Job:
Reproduce all of the items below word for word, leaving out the pictures.

Dataset items on where objects are located:
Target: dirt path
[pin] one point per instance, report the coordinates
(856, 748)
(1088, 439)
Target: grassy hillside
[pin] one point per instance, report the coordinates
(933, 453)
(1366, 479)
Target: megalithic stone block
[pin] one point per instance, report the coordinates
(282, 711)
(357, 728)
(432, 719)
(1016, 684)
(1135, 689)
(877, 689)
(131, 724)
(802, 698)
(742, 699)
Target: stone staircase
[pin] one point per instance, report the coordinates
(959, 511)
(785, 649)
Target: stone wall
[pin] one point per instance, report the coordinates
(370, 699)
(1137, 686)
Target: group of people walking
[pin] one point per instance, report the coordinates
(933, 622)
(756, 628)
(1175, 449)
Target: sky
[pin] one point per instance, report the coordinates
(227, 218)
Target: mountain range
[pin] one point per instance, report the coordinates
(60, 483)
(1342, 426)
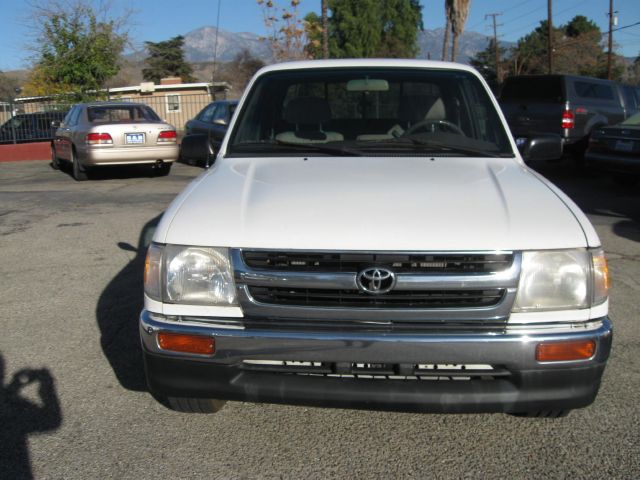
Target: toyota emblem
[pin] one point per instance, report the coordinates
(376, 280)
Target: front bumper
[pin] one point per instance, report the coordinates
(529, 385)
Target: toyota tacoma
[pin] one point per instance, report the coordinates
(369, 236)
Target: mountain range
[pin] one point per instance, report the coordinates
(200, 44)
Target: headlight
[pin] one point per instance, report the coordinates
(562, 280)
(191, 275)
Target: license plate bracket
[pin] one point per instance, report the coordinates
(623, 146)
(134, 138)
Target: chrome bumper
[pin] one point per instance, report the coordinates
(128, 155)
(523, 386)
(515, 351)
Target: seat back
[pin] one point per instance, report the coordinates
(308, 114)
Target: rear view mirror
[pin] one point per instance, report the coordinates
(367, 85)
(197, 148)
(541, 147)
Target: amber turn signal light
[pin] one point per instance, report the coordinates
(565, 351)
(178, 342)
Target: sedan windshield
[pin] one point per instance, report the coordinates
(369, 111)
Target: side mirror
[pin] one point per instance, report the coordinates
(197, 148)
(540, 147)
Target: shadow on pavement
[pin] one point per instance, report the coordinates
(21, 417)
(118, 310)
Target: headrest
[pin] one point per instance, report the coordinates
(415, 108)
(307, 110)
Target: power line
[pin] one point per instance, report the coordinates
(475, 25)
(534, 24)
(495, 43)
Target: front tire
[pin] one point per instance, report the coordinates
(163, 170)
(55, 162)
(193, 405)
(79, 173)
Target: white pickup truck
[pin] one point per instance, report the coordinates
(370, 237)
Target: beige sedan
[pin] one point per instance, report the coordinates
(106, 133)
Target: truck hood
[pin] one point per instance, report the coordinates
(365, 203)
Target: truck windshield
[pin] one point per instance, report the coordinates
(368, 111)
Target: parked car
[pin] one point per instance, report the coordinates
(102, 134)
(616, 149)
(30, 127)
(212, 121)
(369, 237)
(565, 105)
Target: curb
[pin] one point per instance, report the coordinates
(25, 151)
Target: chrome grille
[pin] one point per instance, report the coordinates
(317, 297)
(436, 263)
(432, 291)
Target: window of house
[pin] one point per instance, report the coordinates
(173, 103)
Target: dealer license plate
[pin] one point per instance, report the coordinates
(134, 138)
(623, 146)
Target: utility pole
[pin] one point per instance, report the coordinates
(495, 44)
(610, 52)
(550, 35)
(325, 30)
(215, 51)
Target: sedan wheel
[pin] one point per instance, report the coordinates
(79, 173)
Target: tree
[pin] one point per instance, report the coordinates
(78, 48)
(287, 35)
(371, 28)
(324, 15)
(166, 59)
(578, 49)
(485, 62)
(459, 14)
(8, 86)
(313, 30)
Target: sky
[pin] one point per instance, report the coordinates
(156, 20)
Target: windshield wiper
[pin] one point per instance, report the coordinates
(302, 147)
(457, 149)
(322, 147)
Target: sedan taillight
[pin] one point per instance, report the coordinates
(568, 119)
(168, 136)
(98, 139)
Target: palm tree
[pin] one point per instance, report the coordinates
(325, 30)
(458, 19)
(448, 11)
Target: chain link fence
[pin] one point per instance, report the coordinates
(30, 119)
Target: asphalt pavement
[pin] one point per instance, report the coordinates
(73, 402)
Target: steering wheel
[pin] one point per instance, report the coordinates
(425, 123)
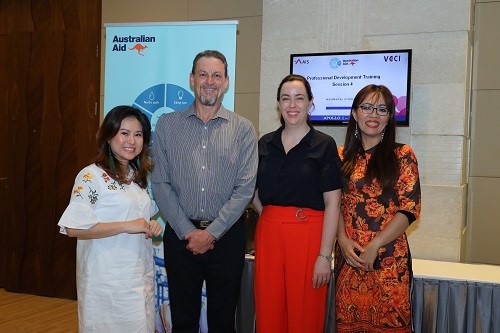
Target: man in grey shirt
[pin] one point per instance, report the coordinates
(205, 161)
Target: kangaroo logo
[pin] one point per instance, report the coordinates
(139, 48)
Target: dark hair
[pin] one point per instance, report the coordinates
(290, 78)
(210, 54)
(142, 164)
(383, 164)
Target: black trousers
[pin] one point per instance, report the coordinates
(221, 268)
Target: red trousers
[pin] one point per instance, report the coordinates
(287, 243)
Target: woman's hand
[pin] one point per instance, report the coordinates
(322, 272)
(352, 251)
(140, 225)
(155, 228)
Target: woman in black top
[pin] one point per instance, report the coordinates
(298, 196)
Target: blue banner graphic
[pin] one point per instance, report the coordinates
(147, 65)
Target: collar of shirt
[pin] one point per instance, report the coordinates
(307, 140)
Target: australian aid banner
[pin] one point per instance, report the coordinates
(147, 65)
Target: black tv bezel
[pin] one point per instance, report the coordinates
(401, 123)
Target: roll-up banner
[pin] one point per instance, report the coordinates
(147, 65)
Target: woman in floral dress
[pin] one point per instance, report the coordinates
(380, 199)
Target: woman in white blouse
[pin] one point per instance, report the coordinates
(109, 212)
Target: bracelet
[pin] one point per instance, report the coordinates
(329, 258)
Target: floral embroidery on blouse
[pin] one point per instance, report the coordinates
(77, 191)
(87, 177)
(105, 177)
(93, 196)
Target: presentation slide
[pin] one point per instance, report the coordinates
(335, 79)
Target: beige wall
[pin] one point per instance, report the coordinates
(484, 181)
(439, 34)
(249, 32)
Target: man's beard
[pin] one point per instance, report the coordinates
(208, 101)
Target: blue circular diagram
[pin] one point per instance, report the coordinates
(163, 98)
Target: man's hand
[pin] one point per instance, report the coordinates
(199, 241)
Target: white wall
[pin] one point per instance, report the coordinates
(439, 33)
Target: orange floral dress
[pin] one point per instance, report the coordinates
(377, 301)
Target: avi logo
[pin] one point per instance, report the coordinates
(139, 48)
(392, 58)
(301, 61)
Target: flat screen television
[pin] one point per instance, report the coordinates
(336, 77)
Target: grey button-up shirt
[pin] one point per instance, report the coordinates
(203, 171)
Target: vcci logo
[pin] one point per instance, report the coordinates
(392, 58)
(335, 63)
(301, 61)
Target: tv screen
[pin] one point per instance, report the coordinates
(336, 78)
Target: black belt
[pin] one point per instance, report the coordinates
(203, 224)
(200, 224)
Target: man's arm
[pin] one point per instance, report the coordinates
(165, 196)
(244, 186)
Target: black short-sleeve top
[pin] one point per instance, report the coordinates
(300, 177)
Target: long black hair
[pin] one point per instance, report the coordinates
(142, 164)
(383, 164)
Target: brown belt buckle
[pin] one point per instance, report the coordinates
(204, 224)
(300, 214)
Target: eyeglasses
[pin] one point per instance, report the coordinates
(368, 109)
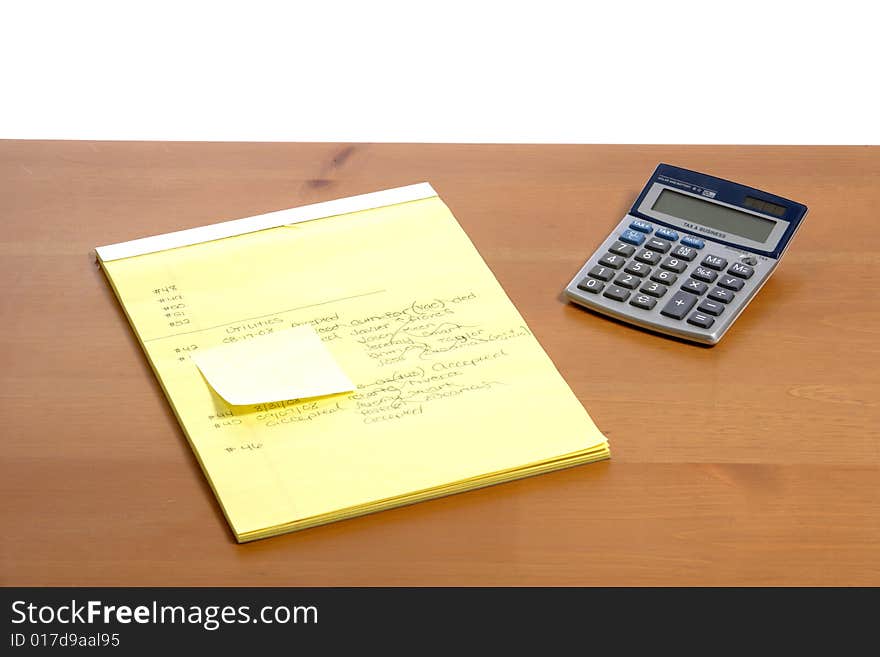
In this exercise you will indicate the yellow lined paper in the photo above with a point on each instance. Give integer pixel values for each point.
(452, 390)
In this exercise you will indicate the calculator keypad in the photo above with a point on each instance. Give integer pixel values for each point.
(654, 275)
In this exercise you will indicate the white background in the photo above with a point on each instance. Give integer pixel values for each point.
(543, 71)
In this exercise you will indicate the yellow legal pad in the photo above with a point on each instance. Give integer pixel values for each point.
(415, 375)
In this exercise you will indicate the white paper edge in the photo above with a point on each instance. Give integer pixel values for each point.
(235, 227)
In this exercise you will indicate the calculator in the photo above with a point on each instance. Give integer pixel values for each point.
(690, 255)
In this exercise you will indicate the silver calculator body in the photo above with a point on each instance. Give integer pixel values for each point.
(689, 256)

Written response:
Target: dirt path
[pin] one point per instance, report the coordinates
(856, 748)
(1088, 439)
Target: grassy hillside
[pin] one point per instance, report the coordinates
(933, 453)
(1366, 479)
Target: megalithic stone block
[pin] one point per instance, report the coordinates
(282, 711)
(357, 728)
(432, 719)
(1016, 684)
(1135, 689)
(877, 689)
(131, 724)
(802, 698)
(742, 699)
Target: stone staircase
[pin] one point per instance, report the coordinates
(959, 511)
(785, 649)
Target: stone wall
[pin] one point per instance, report the coordinates
(370, 699)
(1137, 686)
Target: group of people walking
[pin] one point per instance, report the coordinates
(933, 622)
(756, 628)
(1175, 449)
Target: sky
[pin] one point per instance, report the coordinates
(227, 218)
Target: mountain range
[pin] one point per instance, report the coordinates
(60, 483)
(1342, 426)
Target: toyota emblem
[pin] one point per instance, report the coordinates
(376, 280)
Target: front bumper
[pin] one point per instance, report the coordinates
(529, 385)
Target: toyota tacoma
[pin] one point per instance, report the coordinates
(369, 236)
Target: mountain range
[pin] one point per instance, report the coordinates
(200, 44)
Target: headlight
[pin] one point per instance, report the coordinates
(562, 280)
(191, 275)
Target: license plate bracket
[pin] one point per instance, report the coordinates
(623, 146)
(134, 138)
Target: chrome bumper
[pin] one point per instance, report the coordinates
(128, 155)
(523, 386)
(515, 351)
Target: seat back
[pin] one point per instance, report the coordinates
(308, 114)
Target: rear view mirror
[pin] one point per instance, report the coordinates
(367, 85)
(197, 148)
(541, 147)
Target: amber turn signal light
[pin] one point per instance, report the coordinates
(565, 351)
(178, 342)
Target: sedan windshield
[pin] one point per instance, report the coordinates
(369, 111)
Target: side mirror
[pin] one point per instance, report the coordinates
(197, 148)
(540, 147)
Target: shadow on pavement
[pin] one point per instance, report the coordinates
(21, 417)
(118, 310)
Target: headrest
[pin] one point per instance, report the coordinates
(415, 108)
(307, 110)
Target: power line
[pin] one point per instance, report the coordinates
(475, 25)
(534, 24)
(495, 43)
Target: front tire
[pin] one point per instance, report the coordinates
(163, 170)
(55, 162)
(193, 405)
(79, 173)
Target: white pickup truck
[pin] one point per instance, report the coordinates
(370, 237)
Target: beige sedan
[pin] one point per instance, report the coordinates
(106, 133)
Target: truck hood
[pin] one point per instance, report the coordinates
(365, 203)
Target: truck windshield
[pin] one point per instance, report the coordinates
(368, 111)
Target: parked car
[pin] one point per instance, report the coordinates
(102, 134)
(616, 149)
(30, 127)
(212, 121)
(369, 237)
(565, 105)
Target: curb
[pin] one point per instance, report the coordinates
(25, 151)
Target: chrome grille
[pin] one point per instance, report the coordinates
(317, 297)
(436, 263)
(432, 291)
Target: window of house
[pin] one point per instance, report the coordinates
(173, 103)
Target: dealer license plate
[pin] one point per instance, report the coordinates
(134, 138)
(623, 146)
Target: utility pole
[pin] one point per instance, report the coordinates
(495, 44)
(610, 52)
(550, 35)
(325, 30)
(215, 51)
Target: sedan wheel
[pin] one point per instance, report the coordinates
(79, 173)
Target: tree
[pin] one point per instance, report the coordinates
(78, 48)
(287, 35)
(371, 28)
(324, 15)
(166, 59)
(578, 49)
(485, 62)
(459, 14)
(8, 86)
(313, 30)
Target: sky
[pin] one point per instance, report the coordinates
(156, 20)
Target: windshield wiper
[pin] one point per instance, report the coordinates
(302, 147)
(457, 149)
(322, 147)
Target: sedan taillight
[pin] one point per instance, report the coordinates
(568, 119)
(168, 136)
(98, 139)
Target: palm tree
[pin] one point per instance, report the coordinates
(325, 30)
(458, 19)
(448, 11)
Target: chain link fence
[pin] one point per instance, report the coordinates
(30, 119)
Target: asphalt pavement
[pin] one point per instance, report the coordinates
(73, 402)
Target: steering wheel
[pin] one point per instance, report the coordinates
(425, 123)
Target: man in grey shirt
[pin] one point per instance, report the coordinates
(205, 161)
Target: kangaroo logo
[pin] one point per instance, report the coordinates
(139, 48)
Target: dark hair
[pin] one point per instance, report the coordinates
(290, 78)
(210, 54)
(142, 164)
(383, 164)
Target: black trousers
[pin] one point per instance, report the coordinates
(221, 268)
Target: red trousers
[pin] one point per instance, report the coordinates
(287, 243)
Target: woman's hand
[pin] one point per instance, report the coordinates
(322, 272)
(352, 251)
(140, 225)
(155, 228)
Target: woman in black top
[pin] one point per instance, report the coordinates
(298, 196)
Target: blue banner graphic
[pin] one point per instance, report the coordinates
(147, 65)
Target: collar of shirt
[pin] one point per instance, report the coordinates
(307, 140)
Target: australian aid banner
[pin] one point per instance, report the coordinates
(147, 65)
Target: black tv bezel
[pin] one point per instance, report the coordinates
(401, 123)
Target: roll-up banner
[pin] one point per instance, report the coordinates
(147, 65)
Target: woman in floral dress
[pin] one point per instance, report the coordinates
(380, 199)
Target: woman in white blouse
[pin] one point per instance, report the coordinates
(109, 212)
Target: bracelet
[pin] one point per instance, report the coordinates
(329, 258)
Target: floral embroidery on blouse
[pin] one point per instance, report the coordinates
(77, 191)
(87, 177)
(105, 177)
(93, 196)
Target: presentation slide
[pin] one point per instance, report the coordinates
(335, 79)
Target: beige wall
[pin] one point per instance, report the coordinates
(484, 181)
(439, 34)
(249, 32)
Target: man's beard
[pin] one point per instance, report the coordinates
(208, 101)
Target: blue circular diagram
[pin] one point per instance, report the coordinates
(163, 98)
Target: man's hand
[pin] one point per instance, report the coordinates
(199, 241)
Target: white wall
[pin] one point per instance, report the coordinates
(439, 33)
Target: orange floral dress
[pin] one point per instance, report the coordinates
(377, 301)
Target: avi logo
[pin] one point per instance, report the coordinates
(139, 48)
(392, 58)
(301, 61)
Target: flat screen television
[pin] one point per instance, report the coordinates
(336, 77)
Target: grey button-up shirt
[pin] one point per instance, report the coordinates
(203, 171)
Target: vcci logo
[pin] one point per instance, report the coordinates
(392, 58)
(335, 63)
(301, 61)
Target: tv screen
[pin] one point per instance, report the coordinates
(336, 78)
Target: black belt
[pin] one point per instance, report the coordinates
(203, 224)
(200, 224)
Target: man's arm
[pin] one point per instance, report the coordinates
(165, 196)
(244, 186)
Target: black short-sleeve top
[pin] one point per instance, report the coordinates
(300, 177)
Target: long black hair
[pin] one point per instance, report the coordinates
(142, 164)
(383, 164)
Target: brown belt buckle
[pin] one point per instance, report the coordinates
(204, 224)
(300, 214)
Target: eyeglasses
[pin] one point per instance, report the coordinates
(368, 109)
In this exercise you will indicate the yellow lined paper in the photo above with a point on each instance. Give integer pixel values for each point.
(452, 390)
In this exercise you will indicate the calculator keypad in the photo above with a point on each instance. Give integer pixel values for each point.
(654, 275)
In this exercise you will indicate the white background in the photo above with a point on each instance. Give integer pixel values for each point.
(543, 71)
In this exercise you will indicate the yellow legal pad in the photo above with a point on each instance. Give integer pixel values for each point.
(415, 375)
In this exercise you will indicate the white paper edge in the photo above with a point on each instance. Give integer pixel values for each point.
(235, 227)
In this exercise you will indicate the calculator in the photo above with a point on each instance. Give integer pixel values for each point.
(690, 255)
In this exercise you will indicate the silver calculator body in the photo above with a point on each instance. Give integer pixel values for each point.
(689, 256)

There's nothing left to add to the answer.